*PROBLEM STATEMENT*
Check the three statements below against the breast cancer study article. For each, answer yes or no and quote the words from the article that settle it. 1. The study enrolled 6693 women. 2. Doctors have used genomic tests in breast cancer patients for about 20 years. 3. The study was published in the New England Journal of Medicine.

A new study could save tens of thousands of women from the harsh effects of chemotherapy, all without increasing their risk of the cancer spreading.
A new study could hold huge promise for those suffering from cancer: it found that nearly half of women who had been diagnosed with early stage breast cancer can avoid chemotherapy, and there would be little to no risk of the cancer returning.
Using a test of gene activity in tumors, the study could help tens of thousands of women avoid unnecessary chemotherapy. The genomic test measures the genes that control how a cancer grows and spreads, and then determines which women are at a low risk of spread and therefore wouldn’t need chemo, according to the study, which was published in the New England Journal of Medicine.
The study found that 35,000 to 40,000 women each year in the United States could avoid chemo through this test, and 60,000 to 70,000 in Europe.
While doctors have been using genomic tests for about 10 years in breast cancer patients to keep them from having to endure the side effects of chemo, this provides a lot more data on the issue.
“In this randomized, phase 3 study, we enrolled 6693 women with early-stage breast cancer and determined their genomic risk (using the 70-gene signature) and their clinical risk (using a modified version of Adjuvant! Online). Women at low clinical and genomic risk did not receive chemotherapy, whereas those at high clinical and genomic risk did receive such therapy,” the paper states. “In patients with discordant risk results, either the genomic risk or the clinical risk was used to determine the use of chemotherapy. The primary goal was to assess whether, among patients with high-risk clinical features and a low-risk gene-expression profile who did not receive chemotherapy, the lower boundary of the 95% confidence interval for the rate of 5-year survival without distant metastasis would be 92% (i.e., the noninferiority boundary) or higher.
The results are as follows: “A total of 1550 patients (23.2%) were deemed to be at high clinical risk and low genomic risk. At 5 years, the rate of survival without distant metastasis in this group was 94.7% (95% confidence interval, 92.5 to 96.2) among those not receiving chemotherapy. The absolute difference in this survival rate between these patients and those who received chemotherapy was 1.5 percentage points, with the rate being lower without chemotherapy. Similar rates of survival without distant metastasis were reported in the subgroup of patients who had estrogen-receptor–positive, human epidermal growth factor receptor 2–negative, and either node-negative or node-positive disease.”

*SOURCE DATA*
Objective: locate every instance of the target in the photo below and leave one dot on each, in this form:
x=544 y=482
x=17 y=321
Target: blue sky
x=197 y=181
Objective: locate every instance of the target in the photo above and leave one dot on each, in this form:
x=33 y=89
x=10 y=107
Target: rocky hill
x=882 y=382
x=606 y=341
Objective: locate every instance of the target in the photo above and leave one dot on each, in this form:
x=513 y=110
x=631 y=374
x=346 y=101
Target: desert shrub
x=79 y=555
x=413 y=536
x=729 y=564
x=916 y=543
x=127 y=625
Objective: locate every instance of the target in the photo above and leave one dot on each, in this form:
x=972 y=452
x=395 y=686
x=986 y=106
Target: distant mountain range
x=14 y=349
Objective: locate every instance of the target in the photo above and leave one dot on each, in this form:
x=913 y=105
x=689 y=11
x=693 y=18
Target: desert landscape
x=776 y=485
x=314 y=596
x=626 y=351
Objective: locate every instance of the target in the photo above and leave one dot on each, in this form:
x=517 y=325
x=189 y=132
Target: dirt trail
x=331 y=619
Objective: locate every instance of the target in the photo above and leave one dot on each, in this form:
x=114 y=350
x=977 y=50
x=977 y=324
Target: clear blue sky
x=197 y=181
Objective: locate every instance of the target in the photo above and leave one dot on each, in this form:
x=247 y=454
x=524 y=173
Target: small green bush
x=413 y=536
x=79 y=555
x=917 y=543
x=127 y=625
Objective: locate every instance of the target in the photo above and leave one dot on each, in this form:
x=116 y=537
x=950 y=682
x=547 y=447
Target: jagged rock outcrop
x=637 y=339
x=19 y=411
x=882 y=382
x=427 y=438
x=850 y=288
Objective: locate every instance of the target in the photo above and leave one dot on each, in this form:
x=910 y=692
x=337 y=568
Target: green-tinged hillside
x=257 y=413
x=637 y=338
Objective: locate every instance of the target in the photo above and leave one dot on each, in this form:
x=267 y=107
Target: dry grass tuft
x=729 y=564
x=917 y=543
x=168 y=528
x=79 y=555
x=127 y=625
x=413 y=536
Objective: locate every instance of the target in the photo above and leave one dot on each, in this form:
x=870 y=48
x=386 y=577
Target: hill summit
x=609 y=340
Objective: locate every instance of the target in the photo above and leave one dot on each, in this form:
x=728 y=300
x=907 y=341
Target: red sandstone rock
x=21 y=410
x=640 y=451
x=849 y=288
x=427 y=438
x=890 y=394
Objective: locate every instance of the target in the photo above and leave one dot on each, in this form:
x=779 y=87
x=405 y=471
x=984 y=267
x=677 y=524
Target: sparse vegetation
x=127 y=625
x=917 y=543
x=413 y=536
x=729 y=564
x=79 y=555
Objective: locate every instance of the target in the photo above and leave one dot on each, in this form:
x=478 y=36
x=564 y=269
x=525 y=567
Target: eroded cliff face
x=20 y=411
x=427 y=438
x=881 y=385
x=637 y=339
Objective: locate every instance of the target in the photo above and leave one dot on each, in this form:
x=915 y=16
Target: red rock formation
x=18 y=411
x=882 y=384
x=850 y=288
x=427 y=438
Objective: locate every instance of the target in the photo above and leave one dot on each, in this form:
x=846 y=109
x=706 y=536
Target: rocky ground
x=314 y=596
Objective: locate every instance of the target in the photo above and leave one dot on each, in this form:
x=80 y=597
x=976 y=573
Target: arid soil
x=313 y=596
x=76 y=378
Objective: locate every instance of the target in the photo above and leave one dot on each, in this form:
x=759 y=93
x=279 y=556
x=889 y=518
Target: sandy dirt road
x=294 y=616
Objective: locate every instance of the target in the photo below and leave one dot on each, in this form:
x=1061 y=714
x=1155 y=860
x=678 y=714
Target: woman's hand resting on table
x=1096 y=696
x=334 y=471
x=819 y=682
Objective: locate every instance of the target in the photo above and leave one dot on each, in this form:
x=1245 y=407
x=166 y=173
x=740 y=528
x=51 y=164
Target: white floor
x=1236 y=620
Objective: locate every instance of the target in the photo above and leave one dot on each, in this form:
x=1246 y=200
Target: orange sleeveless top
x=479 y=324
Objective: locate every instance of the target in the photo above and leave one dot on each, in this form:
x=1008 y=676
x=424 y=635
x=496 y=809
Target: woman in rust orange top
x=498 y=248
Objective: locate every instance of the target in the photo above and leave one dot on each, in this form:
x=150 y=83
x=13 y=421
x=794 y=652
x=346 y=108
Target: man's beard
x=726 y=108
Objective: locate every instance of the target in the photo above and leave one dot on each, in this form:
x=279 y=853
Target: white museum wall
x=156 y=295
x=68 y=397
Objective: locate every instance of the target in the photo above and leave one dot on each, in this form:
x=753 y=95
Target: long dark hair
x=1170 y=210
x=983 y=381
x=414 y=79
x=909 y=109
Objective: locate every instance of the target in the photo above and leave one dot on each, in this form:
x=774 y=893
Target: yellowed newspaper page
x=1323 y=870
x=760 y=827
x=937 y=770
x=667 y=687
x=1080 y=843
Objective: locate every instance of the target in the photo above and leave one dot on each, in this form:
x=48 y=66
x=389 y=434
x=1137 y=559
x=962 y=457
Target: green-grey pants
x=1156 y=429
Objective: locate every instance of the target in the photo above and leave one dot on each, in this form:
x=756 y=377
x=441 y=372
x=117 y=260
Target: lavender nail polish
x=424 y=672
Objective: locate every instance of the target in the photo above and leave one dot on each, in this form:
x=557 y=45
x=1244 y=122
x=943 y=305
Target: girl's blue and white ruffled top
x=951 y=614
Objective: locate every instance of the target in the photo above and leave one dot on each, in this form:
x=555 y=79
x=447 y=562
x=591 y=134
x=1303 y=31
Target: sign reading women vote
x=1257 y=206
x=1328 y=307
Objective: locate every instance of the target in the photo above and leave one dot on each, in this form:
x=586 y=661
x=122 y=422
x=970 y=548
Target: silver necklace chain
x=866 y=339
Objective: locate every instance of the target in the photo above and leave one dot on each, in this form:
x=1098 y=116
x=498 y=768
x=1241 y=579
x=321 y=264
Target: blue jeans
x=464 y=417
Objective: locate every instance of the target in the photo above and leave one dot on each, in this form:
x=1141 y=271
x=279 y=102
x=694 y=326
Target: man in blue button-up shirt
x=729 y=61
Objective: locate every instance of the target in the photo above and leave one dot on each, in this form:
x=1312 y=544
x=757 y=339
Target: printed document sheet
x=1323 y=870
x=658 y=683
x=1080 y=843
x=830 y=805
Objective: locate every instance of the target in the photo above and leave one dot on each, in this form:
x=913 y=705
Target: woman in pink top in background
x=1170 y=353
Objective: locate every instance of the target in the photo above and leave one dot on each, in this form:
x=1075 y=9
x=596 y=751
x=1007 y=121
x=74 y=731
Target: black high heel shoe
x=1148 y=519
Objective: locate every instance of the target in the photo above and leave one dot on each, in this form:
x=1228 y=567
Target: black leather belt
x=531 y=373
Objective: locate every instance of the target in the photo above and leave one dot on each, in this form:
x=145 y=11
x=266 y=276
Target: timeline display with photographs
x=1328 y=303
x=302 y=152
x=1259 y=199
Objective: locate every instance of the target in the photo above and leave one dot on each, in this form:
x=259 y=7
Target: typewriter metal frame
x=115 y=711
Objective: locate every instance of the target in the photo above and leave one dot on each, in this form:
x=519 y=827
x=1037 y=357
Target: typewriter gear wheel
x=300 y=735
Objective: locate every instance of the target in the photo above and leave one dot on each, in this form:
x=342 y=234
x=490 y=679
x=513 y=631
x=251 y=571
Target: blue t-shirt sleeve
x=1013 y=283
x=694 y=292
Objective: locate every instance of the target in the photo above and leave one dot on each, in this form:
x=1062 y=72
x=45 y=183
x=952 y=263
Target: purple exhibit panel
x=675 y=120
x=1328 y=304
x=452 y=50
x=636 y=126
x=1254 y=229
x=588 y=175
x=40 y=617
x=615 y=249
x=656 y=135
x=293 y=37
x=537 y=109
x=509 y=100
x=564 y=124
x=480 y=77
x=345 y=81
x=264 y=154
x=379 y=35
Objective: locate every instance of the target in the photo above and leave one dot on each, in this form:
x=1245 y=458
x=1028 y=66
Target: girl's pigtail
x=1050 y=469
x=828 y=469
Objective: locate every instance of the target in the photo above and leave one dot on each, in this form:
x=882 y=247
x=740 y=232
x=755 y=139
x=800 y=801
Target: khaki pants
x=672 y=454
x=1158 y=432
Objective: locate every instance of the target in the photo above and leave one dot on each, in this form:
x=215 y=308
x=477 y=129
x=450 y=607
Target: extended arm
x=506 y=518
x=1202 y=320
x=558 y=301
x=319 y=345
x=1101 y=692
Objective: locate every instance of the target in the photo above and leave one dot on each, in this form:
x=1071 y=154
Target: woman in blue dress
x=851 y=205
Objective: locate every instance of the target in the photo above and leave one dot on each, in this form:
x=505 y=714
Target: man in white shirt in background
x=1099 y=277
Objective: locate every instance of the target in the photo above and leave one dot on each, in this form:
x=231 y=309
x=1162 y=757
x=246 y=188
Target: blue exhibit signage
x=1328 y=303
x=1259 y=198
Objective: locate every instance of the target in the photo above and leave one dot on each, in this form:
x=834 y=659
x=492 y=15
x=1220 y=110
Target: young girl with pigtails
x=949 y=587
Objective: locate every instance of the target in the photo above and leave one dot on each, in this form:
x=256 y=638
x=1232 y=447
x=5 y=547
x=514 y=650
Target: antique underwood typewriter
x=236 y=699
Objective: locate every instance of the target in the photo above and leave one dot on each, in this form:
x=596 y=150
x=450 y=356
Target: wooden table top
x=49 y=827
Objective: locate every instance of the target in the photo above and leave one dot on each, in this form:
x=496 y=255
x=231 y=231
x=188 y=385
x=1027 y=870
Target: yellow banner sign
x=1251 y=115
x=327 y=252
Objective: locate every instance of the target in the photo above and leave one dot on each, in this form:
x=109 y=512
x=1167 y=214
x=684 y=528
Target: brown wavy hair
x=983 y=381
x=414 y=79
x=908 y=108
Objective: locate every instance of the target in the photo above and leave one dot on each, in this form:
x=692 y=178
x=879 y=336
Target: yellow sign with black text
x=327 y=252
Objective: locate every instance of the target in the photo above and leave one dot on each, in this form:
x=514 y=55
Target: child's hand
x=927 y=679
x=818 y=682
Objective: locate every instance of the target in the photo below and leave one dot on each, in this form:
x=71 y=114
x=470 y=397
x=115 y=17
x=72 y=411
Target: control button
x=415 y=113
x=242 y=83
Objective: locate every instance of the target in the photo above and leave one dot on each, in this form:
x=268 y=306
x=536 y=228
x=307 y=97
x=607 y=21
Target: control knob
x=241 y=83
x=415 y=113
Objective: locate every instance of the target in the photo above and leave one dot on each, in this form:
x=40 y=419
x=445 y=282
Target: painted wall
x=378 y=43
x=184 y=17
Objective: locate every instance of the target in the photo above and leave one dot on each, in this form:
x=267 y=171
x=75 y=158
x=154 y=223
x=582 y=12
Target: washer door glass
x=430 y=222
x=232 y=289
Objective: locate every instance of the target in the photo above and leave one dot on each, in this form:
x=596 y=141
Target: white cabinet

*TASK SOLUTION*
1. Yes: "we enrolled 6693 women with early-stage breast cancer"
2. No: "doctors have been using genomic tests for about 10 years in breast cancer patients"
3. Yes: "which was published in the New England Journal of Medicine"